Records for the exercise —
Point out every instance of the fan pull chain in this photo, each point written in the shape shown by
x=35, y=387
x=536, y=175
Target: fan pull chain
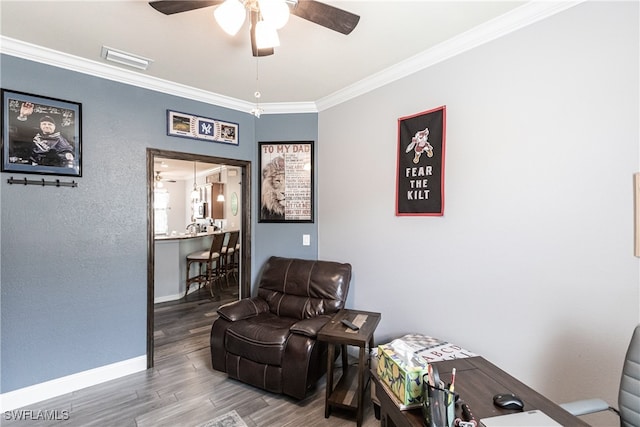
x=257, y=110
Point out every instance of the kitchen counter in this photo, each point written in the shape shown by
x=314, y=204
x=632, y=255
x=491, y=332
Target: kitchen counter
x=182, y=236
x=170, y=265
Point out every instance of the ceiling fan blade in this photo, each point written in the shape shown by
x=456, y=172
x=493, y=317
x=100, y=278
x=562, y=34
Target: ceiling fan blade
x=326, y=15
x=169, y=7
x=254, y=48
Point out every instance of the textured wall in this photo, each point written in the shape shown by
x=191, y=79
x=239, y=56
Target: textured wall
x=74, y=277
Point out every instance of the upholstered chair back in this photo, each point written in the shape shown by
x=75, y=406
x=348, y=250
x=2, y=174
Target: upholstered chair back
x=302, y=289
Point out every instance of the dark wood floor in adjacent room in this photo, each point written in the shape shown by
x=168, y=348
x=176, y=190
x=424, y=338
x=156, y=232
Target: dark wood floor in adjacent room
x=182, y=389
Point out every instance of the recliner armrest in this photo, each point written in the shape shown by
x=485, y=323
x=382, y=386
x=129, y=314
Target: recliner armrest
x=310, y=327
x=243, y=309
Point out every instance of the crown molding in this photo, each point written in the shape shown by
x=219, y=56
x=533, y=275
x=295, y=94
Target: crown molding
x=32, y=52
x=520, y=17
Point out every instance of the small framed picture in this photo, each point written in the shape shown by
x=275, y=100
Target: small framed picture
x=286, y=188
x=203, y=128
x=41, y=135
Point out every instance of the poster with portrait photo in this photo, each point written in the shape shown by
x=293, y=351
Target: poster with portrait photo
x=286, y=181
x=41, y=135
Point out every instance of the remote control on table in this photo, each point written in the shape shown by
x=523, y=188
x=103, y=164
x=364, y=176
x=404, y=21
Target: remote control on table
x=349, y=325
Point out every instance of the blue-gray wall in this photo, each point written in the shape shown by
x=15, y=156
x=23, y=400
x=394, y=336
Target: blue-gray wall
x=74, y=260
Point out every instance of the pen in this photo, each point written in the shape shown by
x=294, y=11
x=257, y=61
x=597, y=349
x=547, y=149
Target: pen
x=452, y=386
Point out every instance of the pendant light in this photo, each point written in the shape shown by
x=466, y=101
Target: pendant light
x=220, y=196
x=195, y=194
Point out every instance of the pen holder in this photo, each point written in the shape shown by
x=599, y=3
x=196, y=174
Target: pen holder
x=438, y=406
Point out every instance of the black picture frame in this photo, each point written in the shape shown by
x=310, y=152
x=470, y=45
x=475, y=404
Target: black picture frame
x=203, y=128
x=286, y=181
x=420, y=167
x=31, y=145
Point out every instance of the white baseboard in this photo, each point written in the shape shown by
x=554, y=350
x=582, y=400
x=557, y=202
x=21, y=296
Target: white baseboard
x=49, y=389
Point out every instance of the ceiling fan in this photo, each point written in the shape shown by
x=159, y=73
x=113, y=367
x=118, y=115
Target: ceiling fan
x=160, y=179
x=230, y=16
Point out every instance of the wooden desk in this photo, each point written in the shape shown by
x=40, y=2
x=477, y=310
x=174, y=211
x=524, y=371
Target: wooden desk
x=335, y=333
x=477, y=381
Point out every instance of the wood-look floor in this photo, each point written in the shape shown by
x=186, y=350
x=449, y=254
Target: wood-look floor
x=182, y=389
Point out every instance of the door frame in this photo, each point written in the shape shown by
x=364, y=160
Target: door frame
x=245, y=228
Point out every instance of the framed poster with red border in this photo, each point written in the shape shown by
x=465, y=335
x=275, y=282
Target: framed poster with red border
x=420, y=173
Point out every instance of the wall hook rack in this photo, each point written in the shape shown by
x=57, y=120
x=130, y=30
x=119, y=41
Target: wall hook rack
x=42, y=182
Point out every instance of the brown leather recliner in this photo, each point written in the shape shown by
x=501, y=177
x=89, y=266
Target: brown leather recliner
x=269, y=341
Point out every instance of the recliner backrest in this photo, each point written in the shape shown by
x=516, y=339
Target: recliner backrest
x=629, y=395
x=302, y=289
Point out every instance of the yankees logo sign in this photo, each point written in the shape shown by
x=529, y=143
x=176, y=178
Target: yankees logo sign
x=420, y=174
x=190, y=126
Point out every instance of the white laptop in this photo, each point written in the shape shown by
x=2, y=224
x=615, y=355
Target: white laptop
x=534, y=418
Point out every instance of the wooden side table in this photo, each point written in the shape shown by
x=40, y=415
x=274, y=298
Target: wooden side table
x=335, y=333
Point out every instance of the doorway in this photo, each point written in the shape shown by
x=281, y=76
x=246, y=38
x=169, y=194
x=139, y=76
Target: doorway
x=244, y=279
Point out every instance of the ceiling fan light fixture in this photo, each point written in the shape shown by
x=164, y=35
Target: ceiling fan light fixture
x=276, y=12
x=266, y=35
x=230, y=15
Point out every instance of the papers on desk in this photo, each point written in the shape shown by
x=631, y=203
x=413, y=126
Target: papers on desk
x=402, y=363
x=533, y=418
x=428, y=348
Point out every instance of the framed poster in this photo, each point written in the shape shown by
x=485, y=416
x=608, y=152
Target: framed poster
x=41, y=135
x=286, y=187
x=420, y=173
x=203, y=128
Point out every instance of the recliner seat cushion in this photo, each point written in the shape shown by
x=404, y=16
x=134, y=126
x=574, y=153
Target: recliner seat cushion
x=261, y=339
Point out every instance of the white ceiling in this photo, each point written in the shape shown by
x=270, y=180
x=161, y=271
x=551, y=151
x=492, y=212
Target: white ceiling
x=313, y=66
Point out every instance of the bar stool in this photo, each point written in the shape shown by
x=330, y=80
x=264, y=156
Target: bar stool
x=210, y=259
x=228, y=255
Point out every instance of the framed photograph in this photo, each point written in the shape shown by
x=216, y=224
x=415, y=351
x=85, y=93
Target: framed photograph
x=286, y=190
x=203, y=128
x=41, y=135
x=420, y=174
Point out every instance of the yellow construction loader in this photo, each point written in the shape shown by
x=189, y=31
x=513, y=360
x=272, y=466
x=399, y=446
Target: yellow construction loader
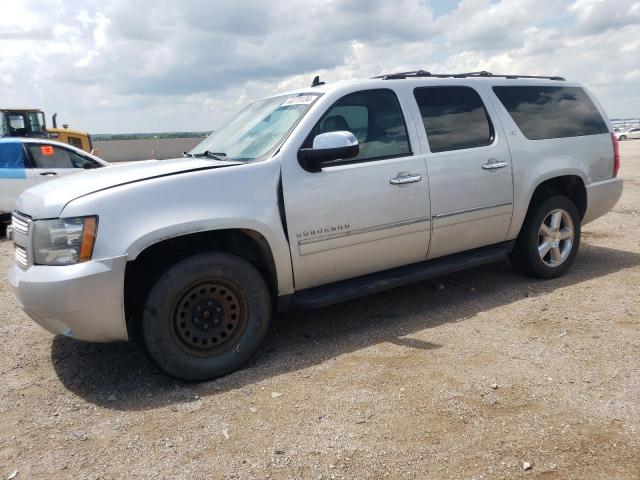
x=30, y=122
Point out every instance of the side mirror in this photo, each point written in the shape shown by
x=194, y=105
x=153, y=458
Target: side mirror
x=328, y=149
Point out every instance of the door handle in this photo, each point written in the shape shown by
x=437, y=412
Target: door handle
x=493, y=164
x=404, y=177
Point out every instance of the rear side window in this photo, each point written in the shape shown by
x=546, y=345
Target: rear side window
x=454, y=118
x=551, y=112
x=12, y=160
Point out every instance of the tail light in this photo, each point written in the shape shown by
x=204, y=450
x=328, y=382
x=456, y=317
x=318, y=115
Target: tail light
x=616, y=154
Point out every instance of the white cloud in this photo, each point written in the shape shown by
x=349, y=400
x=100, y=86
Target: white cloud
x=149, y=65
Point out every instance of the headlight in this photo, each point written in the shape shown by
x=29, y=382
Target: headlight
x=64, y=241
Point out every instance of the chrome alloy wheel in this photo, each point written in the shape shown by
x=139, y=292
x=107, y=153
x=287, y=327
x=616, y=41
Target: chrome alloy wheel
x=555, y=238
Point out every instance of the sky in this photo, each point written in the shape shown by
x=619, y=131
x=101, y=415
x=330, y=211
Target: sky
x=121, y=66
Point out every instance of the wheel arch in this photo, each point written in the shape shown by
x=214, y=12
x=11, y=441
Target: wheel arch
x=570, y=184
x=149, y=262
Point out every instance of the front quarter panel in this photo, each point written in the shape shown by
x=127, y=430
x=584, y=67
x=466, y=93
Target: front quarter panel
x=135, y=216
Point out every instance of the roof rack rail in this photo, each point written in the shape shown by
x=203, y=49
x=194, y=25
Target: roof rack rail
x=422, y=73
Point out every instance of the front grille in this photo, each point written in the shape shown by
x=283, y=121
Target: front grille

Directive —
Return, word for word, every line from the line with "Point out every instance of the sky" to the final line of the data.

Finished task —
Point out every instance of the sky in this photo, each point written in the shape shown by
x=619, y=131
x=101, y=415
x=330, y=211
Target: sky
x=121, y=66
Point out every instance of the wheel arch in this photo, each point written in the shape shown by
x=214, y=12
x=11, y=441
Target: wheel arch
x=570, y=184
x=149, y=262
Point out every instance of the front quarter panel in this photo, each point written in the shape shown by
x=127, y=430
x=584, y=67
x=466, y=93
Target: front quarter panel
x=135, y=216
Point out every instance of the roof rack rail in this photo, each point written in the shape shown by
x=203, y=49
x=194, y=25
Target: roof rack rail
x=422, y=73
Point out every instance of the front grille in this photo, each point written in the shape shown by
x=283, y=121
Target: front grille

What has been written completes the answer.